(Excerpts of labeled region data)
════════
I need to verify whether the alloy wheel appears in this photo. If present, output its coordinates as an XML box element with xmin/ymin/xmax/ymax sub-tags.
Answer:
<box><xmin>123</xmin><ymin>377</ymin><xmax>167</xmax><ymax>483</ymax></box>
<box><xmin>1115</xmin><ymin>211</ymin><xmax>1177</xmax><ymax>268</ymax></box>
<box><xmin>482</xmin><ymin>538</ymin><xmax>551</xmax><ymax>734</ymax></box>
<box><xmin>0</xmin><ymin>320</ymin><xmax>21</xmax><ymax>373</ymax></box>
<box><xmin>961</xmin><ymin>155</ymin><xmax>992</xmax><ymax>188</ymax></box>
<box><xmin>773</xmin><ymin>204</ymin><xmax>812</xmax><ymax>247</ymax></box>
════════
> [WHAT TO DO]: Reproduce every line of the rows above, requests included, but multiply each box coordinate in the answers by 0.85 and round the result to a whole number, with halves rounded up.

> [COMPLETE OUTPUT]:
I need to verify whether the alloy wheel appears in this photo. If present, output its coordinates as an XML box element with xmin/ymin/xmax/ymax sub-tags.
Answer:
<box><xmin>105</xmin><ymin>320</ymin><xmax>142</xmax><ymax>411</ymax></box>
<box><xmin>948</xmin><ymin>179</ymin><xmax>1000</xmax><ymax>228</ymax></box>
<box><xmin>410</xmin><ymin>457</ymin><xmax>468</xmax><ymax>624</ymax></box>
<box><xmin>0</xmin><ymin>272</ymin><xmax>18</xmax><ymax>317</ymax></box>
<box><xmin>817</xmin><ymin>132</ymin><xmax>843</xmax><ymax>160</ymax></box>
<box><xmin>657</xmin><ymin>173</ymin><xmax>690</xmax><ymax>210</ymax></box>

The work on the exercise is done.